#### GIVEN RECORDS ####

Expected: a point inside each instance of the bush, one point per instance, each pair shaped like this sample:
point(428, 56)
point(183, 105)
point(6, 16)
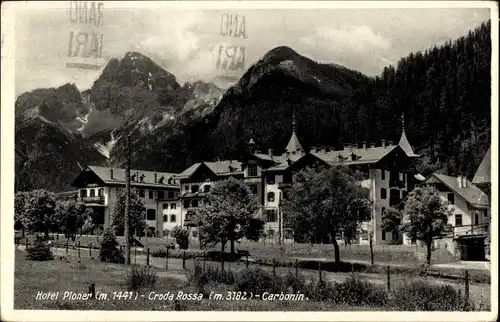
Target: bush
point(181, 236)
point(200, 276)
point(40, 251)
point(138, 278)
point(258, 281)
point(422, 296)
point(110, 252)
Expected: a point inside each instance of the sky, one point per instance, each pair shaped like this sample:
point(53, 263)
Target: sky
point(186, 41)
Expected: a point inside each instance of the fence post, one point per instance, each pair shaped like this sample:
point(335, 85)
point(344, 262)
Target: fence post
point(320, 274)
point(466, 282)
point(166, 260)
point(388, 277)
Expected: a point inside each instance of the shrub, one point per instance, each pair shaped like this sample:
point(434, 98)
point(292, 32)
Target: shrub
point(422, 296)
point(181, 236)
point(138, 278)
point(258, 281)
point(109, 248)
point(201, 276)
point(356, 292)
point(40, 251)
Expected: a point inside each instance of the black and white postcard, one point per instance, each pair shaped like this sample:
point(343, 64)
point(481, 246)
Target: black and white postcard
point(249, 160)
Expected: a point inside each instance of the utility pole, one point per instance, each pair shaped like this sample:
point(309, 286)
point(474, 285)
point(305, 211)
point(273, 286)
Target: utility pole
point(127, 205)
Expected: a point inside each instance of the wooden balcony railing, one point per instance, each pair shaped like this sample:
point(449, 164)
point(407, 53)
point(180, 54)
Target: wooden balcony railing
point(95, 200)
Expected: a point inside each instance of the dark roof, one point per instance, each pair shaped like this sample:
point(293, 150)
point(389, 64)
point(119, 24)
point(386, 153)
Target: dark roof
point(472, 194)
point(219, 168)
point(363, 156)
point(483, 173)
point(119, 177)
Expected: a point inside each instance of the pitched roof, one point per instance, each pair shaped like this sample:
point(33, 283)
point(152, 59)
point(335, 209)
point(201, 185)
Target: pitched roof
point(405, 145)
point(219, 168)
point(483, 173)
point(363, 156)
point(472, 194)
point(119, 176)
point(293, 144)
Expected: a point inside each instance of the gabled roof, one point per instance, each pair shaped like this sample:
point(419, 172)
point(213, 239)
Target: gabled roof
point(119, 176)
point(363, 156)
point(219, 168)
point(472, 194)
point(483, 173)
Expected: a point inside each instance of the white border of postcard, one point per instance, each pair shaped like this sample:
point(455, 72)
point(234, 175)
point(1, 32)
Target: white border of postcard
point(7, 175)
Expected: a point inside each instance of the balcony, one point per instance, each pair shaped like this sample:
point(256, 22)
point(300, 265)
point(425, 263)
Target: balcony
point(467, 230)
point(92, 200)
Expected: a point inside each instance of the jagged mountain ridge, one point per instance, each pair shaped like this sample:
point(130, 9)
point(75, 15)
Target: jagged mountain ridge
point(332, 104)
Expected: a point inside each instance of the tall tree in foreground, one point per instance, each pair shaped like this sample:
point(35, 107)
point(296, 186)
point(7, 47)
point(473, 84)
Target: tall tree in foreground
point(324, 202)
point(226, 213)
point(137, 212)
point(424, 217)
point(39, 210)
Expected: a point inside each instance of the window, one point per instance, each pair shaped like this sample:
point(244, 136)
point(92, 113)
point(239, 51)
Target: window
point(271, 215)
point(383, 193)
point(252, 170)
point(151, 214)
point(451, 198)
point(270, 196)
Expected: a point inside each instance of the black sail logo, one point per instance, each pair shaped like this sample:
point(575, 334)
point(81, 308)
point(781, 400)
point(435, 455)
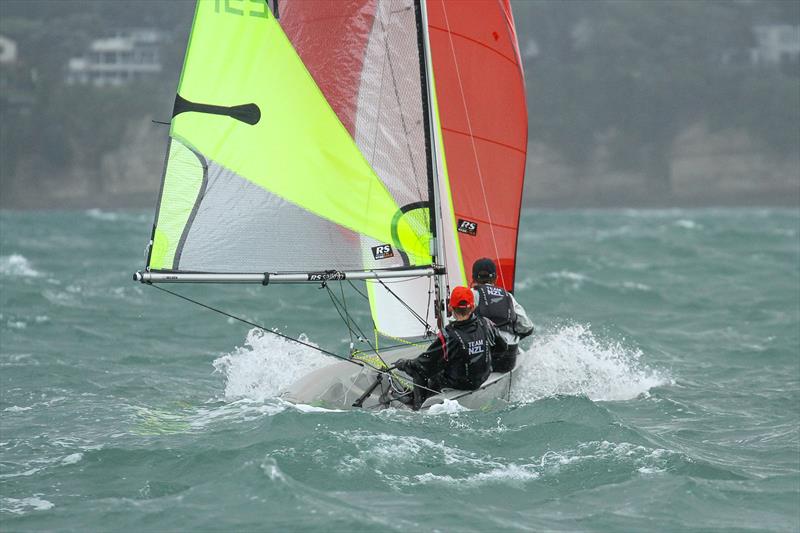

####

## WHAT THE TASK REQUIRES
Transcribe the opening line of the listing above, please, and every line after it through the line with "Expected: a point inside each instance of the utility", word for word, without pictures.

## RESPONSE TO THE EXERCISE
Expected: a point inside each instance of the bush, one point per instance, each pair shaped like this sample:
point(428, 56)
point(183, 105)
point(6, 16)
Target: bush
point(181, 236)
point(200, 276)
point(40, 251)
point(138, 278)
point(258, 281)
point(422, 296)
point(110, 252)
Expected: a point inside each instance of the sky, one point per instance, each pair shaped like this sample:
point(53, 263)
Target: sky
point(186, 41)
Expected: a point inside each instance of the fence post, one point per instance, each pair shaped like this sample:
point(335, 85)
point(344, 262)
Target: fence post
point(320, 274)
point(466, 282)
point(166, 260)
point(388, 277)
Expected: a point inside each instance of the shrub, one point per instance, each pair shaped like this sample:
point(434, 98)
point(292, 32)
Target: shrub
point(422, 296)
point(181, 236)
point(138, 278)
point(258, 281)
point(109, 248)
point(201, 276)
point(356, 292)
point(40, 251)
Expected: a point inside each instance of the black and white postcard, one point per instance, each pair shaped like this sample:
point(343, 64)
point(481, 246)
Target: black and white postcard
point(249, 160)
Expected: a point inside each instance of the utility pole, one point per instance, each pair shaped like this sample:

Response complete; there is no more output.